TOPIC TODAY: Are We "Contracting Out" the Next Generation?​The marketplace now offers to handle everything from potty training to "moral coaching."• ​Is outsourcing parental duties a sign of progress for busy families, or a sign of the death of the family unit?• ​Can a child learn "Self-Control" and "Respect" from a service provider, or are these lessons only valid when they come from a parent?• ​The Big Question: If we can afford to buy "Perfect Parenting" through tutors, nannies, and camps, what is left for the parent to actually do, besides sign the cheques?

The atmosphere at Evking’s Bar is buzzing. Jide shows his phone screen to the group.

JIDE:
​Look at this. You can now pay someone to potty train your child, pay a "behavioural coach" to handle tantrums, and pay a tutor to teach them "Nigerian values." If you have enough money, you don't actually have to be a parent - you just have to be a General Manager.

OLA:
​And what’s wrong with that? If I’m working 14 hours a day to pay for a house in Lekki, should I come home and fight a 3-year-old over a toilet? The marketplace is providing a service. It’s no different from hiring a cook or a driver.

ELDER EPHRAIM:
​It is entirely different, Ola! You can hire a cook to feed the stomach, but you cannot hire a nanny to feed the soul. It is like in my time when parents simply hand over their child to grandparents who may be too old to properly groom them. The "dirty" moments - the potty training, the midnight fever - that is where intimacy is built. If you outsource the struggle, you shouldn't be surprised when the child treats you like a stranger who just pays the bills.

JENNIFER:
​Elder is touching on Attachment Theory.

​When we outsource fundamental care, we risk creating an "Avoidant Attachment." If a child learns that their needs are always met by a "service provider" rather than a parent, the boundary between family and the marketplace blurs. The child grows up to see relationships as transactional.

NNE:
​Let’s stop the "image of perfection" talk. Most parents are just trying to survive. If a phone keeps a child quiet so a mother can finish a remote meeting that pays for their school fees, is that a crime? It’s "selective sharing." We use the tools we have.

BISOLA:
​But Nne, there’s a legal and developmental cost.

> **DATASET EXTRACT**

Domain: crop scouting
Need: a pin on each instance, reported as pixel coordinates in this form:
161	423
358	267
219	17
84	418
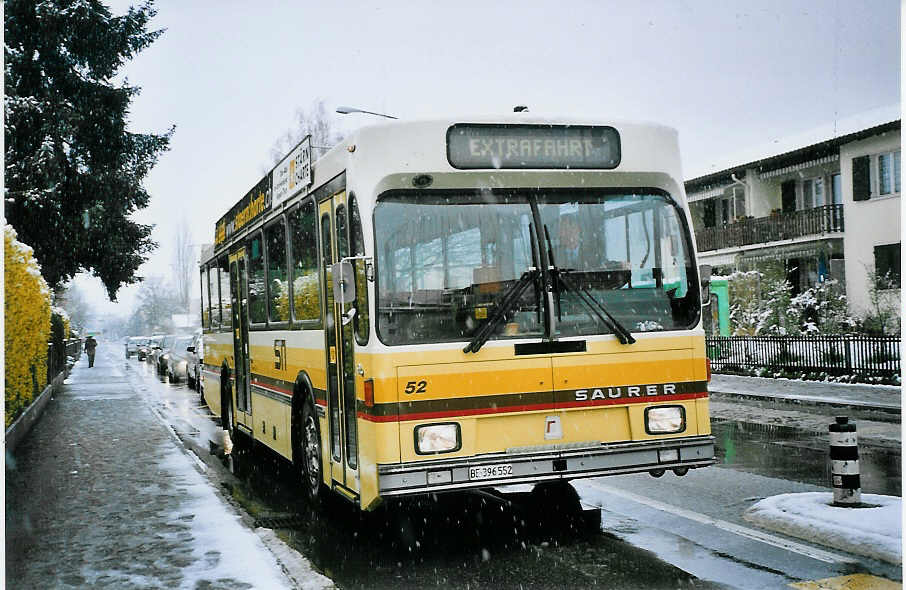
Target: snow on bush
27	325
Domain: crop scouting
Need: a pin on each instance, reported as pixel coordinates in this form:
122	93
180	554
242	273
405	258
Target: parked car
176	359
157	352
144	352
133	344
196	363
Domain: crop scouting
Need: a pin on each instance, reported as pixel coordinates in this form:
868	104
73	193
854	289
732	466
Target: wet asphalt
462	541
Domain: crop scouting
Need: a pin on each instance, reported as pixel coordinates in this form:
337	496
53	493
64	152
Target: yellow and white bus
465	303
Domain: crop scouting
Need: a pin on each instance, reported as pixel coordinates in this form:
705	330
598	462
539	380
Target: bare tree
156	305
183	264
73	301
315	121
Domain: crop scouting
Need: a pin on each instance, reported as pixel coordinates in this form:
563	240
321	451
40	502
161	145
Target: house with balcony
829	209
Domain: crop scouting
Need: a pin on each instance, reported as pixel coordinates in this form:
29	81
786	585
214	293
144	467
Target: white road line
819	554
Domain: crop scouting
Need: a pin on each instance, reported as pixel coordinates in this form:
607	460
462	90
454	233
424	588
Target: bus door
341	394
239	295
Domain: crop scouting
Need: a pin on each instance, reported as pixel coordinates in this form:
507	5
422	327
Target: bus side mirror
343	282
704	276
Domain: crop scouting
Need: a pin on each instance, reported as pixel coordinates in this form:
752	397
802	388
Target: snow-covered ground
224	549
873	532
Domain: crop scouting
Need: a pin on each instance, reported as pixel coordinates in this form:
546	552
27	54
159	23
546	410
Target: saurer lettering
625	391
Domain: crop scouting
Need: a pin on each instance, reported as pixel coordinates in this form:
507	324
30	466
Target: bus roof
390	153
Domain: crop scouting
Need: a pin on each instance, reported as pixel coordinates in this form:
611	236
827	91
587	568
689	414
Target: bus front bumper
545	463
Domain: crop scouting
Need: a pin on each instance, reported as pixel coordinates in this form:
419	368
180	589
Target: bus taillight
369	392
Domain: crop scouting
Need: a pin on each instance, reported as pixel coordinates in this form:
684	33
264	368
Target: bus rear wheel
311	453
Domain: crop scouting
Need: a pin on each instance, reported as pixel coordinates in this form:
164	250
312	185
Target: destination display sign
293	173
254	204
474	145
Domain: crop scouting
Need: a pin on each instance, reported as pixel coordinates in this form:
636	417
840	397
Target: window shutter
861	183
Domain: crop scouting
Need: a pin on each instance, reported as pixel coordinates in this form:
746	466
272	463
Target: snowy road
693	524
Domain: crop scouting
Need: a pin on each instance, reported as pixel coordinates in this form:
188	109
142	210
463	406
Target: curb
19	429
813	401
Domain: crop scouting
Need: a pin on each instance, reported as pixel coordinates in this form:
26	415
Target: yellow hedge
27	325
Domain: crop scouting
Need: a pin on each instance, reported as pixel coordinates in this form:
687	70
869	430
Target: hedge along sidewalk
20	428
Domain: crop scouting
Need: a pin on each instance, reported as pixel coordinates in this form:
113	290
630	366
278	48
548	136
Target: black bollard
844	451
* * *
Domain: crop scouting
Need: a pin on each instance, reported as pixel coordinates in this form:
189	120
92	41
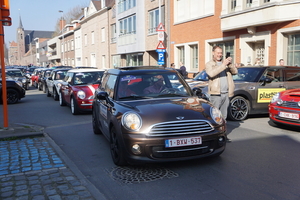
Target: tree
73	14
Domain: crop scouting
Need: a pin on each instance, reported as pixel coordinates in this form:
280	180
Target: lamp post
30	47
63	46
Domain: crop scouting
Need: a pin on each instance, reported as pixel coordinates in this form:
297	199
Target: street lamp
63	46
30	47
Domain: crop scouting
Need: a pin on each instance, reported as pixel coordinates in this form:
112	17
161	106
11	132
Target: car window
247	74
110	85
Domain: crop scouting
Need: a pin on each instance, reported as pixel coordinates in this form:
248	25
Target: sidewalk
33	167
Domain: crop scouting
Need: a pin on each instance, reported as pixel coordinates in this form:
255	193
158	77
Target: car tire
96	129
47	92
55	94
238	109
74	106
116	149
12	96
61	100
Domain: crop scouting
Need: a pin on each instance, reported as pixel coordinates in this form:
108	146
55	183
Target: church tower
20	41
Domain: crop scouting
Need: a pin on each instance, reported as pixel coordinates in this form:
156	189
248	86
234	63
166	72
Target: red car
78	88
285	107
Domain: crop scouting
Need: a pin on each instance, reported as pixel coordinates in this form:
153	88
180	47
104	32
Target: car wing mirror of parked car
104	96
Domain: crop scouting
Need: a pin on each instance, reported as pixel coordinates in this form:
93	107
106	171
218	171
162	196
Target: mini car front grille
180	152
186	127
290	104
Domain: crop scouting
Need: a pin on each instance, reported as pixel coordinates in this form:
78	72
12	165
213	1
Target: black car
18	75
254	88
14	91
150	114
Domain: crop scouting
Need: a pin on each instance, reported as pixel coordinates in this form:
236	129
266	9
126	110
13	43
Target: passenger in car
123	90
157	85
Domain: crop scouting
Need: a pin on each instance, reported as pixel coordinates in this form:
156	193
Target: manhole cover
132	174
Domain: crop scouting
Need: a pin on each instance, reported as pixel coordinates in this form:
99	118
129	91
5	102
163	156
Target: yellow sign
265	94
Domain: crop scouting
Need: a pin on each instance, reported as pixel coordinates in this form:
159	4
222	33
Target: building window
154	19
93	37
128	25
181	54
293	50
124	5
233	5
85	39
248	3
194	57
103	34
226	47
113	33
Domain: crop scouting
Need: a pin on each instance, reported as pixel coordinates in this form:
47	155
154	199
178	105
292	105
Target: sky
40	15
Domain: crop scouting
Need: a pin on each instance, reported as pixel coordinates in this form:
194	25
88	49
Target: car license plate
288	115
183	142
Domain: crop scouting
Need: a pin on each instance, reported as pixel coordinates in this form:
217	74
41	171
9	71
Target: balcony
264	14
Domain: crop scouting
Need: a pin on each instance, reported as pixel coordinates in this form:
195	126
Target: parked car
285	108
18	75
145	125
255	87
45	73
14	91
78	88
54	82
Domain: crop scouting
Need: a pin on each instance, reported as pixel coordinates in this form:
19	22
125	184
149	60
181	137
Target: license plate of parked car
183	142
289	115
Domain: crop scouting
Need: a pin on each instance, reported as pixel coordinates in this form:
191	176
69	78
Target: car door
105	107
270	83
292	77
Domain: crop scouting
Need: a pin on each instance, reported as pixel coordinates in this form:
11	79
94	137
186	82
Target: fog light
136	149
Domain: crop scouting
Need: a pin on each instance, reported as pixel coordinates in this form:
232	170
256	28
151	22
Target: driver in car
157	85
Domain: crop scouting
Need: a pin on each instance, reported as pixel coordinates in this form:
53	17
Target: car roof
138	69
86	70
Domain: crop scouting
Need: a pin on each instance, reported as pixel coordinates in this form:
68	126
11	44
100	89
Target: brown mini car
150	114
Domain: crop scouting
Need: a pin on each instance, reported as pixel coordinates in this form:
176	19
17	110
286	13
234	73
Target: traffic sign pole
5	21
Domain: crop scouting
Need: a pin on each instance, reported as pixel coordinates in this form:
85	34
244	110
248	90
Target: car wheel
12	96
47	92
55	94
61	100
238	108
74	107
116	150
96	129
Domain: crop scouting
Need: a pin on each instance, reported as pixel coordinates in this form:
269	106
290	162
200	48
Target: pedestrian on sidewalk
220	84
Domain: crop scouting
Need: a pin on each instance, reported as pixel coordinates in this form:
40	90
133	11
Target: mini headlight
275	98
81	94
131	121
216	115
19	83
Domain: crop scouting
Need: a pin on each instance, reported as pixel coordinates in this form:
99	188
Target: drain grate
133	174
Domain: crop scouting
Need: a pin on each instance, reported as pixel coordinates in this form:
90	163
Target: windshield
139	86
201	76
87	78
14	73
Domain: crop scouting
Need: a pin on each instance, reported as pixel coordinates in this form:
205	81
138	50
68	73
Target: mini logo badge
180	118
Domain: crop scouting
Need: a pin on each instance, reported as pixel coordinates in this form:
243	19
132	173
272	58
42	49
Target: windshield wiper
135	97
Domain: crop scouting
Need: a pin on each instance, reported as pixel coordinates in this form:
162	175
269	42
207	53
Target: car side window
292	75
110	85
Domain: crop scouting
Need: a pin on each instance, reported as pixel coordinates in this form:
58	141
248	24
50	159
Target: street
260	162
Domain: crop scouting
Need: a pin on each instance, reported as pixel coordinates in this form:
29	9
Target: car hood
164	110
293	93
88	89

> **ACTIVITY**
From the dialogue on outsourcing parenting above, copy word for word the passage that begins at the words "TOPIC TODAY: Are" and ends after the words "to the group.".

> **OUTPUT OF THE EXERCISE**
TOPIC TODAY: Are We "Contracting Out" the Next Generation?​The marketplace now offers to handle everything from potty training to "moral coaching."• ​Is outsourcing parental duties a sign of progress for busy families, or a sign of the death of the family unit?• ​Can a child learn "Self-Control" and "Respect" from a service provider, or are these lessons only valid when they come from a parent?• ​The Big Question: If we can afford to buy "Perfect Parenting" through tutors, nannies, and camps, what is left for the parent to actually do, besides sign the cheques?

The atmosphere at Evking’s Bar is buzzing. Jide shows his phone screen to the group.